A combination of right-wing propaganda, sloppy journalism, and academic social amnesia helped turn the word “radical” into the word “extremist.” Now, the word “resistance” has been appropriated to support terrorism, with some on the left gaslighting us that there is no such thing as a “terrorist,” because the term is used to displace Israel’s own terror. I have elsewhere distinguished the two terms, but one can simply say that two wrongs (militarism and terrorism) don’t make a right, especially as they both support each other. That argument is why the recourse argument is deficient. A key distinction, however, is that while the word “radical” originally meant to get to the root of things, from the Latin word “radix,” the word “resistance” potentially devolves into petitioning (or even violently attacking) the system, elites, power structures, etc., without actually restructuring or proactively changing them. Essentially, “resistance” means “opposition to,” but not “transformation of.” Karl Marx, whose ideas on Jews include gross distortions was correct to argue that often the rigorous opposition to something gives it a substance that it might not otherwise have. Others will say that terrorism works for some but not others. In this essay, I argue that it works primarily for the terrorists’ ideology and their intellectual champions, but not for Gazans or Israelis.
Jonathan Cook’s Worthy and Unworthy Victims
Part of the left’s problem can be found among those who believe that a quantitative and qualitative assessment of victimhood alleviates you from various moral or political standards of behavior. Some persons who psychologically and politically identify with victims believe that they have a moral “get out of jail free card,” when it comes to scrutiny of their comments and observations. Upon some reflection, I have concluded that these persons have favorite victims, what Edward Herman and Noam Chomsky called “worthy and unworthy victims.”

....

- _Set exercise 1_:
Return the saved data entries below line for line, leaving the pictures out of your answer.

(Saved data entries)
....

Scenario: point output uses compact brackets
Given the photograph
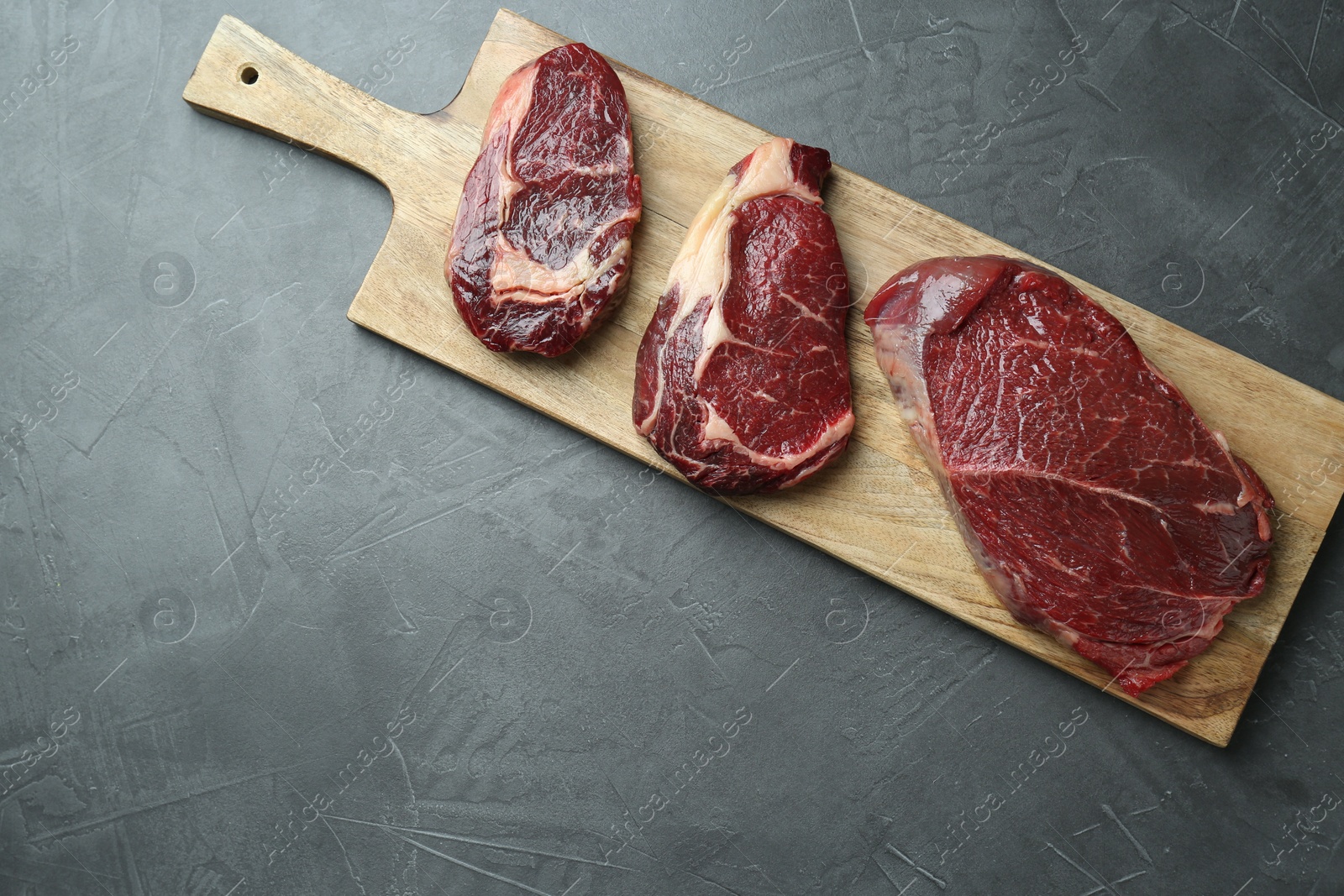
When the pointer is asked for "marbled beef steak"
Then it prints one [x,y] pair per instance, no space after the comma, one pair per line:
[1099,506]
[542,242]
[743,380]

....

- _Set exercise 2_:
Supply the next part of the essay on "resistance," terrorism, and worthy and unworthy victims, starting after its final sentence.

- _Task answer 1_:
Scenario: point output uses compact brackets
Given the photograph
When the pointer is asked for "marbled beef steak"
Then it prints one [x,y] pair per instance, no space after the comma, one pair per line:
[1099,506]
[542,242]
[743,380]

- _Task answer 2_:
Consider the case of Jonathan Cook who has devoted a considerable part of his career explaining Israeli misdeeds. He’s hardly a marginal figure, with 39,000 followers on Facebook and 115,700 followers on the X platform. He may have a willing constituency in the pro-Hamas demographic discussed earlier. In an essay published on November 17, “The War Machine Wants You to Condemn Hamas,” Cook’s article in Consortium News argues: “The act of condemnation has been cynically weaponised…The aim is not to show solidarity with Israelis. It’s to fan the flames of hatred to rationalise crimes against Palestinians.” Before even reading the full article, we have encountered a logical absurdity. The absurdity is that a given set of facts and realities are necessarily exploited to support hatred and rationalize criminal activity against Palestinians. This claim is totally illogical because it assumes that all audiences concerned about Hamas’s acts are homogeneous and have ill intent. Consider the bigger picture: Significant support for Hamas among a youth cohort, but Cook says don’t demonize Hamas.
Does Cook simply mean the war machine’s condemnation? Let us turn to his first sentences. He writes: “however counter-intuitive it may sound, there are three good grounds — ethical ones, at that — for refusing to join in the chorus of condemnation of Hamas’ actions on Oct. 7.” No. It seems what Cook does is to de-legitimate the condemnation of Hamas itself because of some phenomenon—perhaps the fact that the war machine condemns Hamas. Cook continues: “That isn’t the same as condoning what Hamas did. It is clear the group carried out war crimes that day—not least by attacking civilians and taking them as hostages. But there is an important distinction to be made between recognising that crimes were committed and colluding in an act of condemnation that has been openly politicised, and continues to be politicised, to justify harming Palestinian civilians.” I don’t buy this argument at all. Not condoning without condemning is repressive tolerance, the tolerance of what is repressive. Unlike DPFLP and Massad, Cook does not condone violence against civilians, but he tolerates the entity engaged in such violence.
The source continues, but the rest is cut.